[Data excerpts]
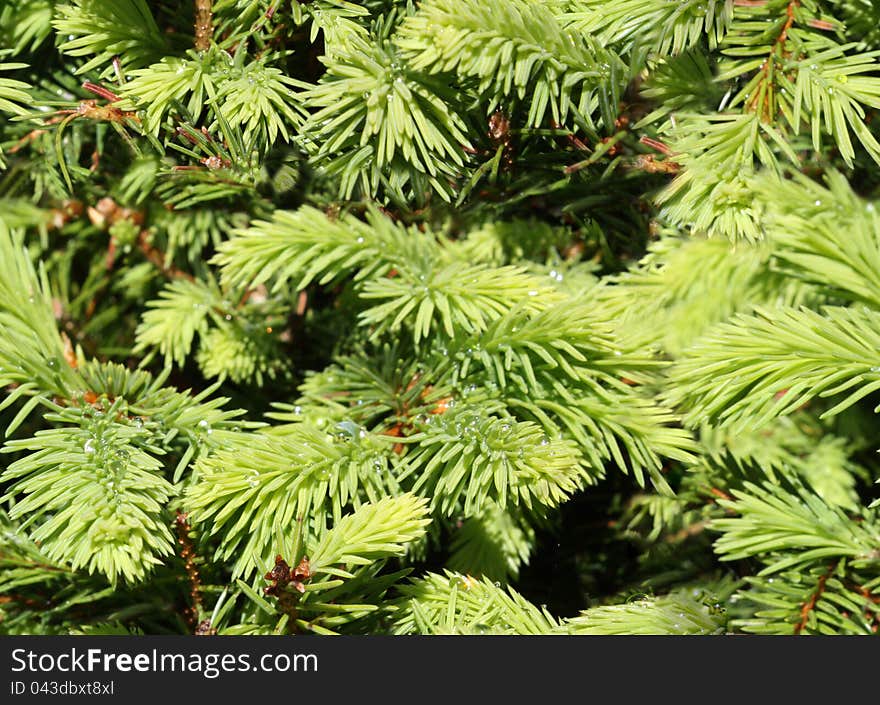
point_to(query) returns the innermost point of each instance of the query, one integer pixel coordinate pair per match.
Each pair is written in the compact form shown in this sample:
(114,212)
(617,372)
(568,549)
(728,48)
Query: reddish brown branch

## EXERCISE PROMPT
Note how many lines above hold "pair" and give that figure alone.

## ANSWER SPACE
2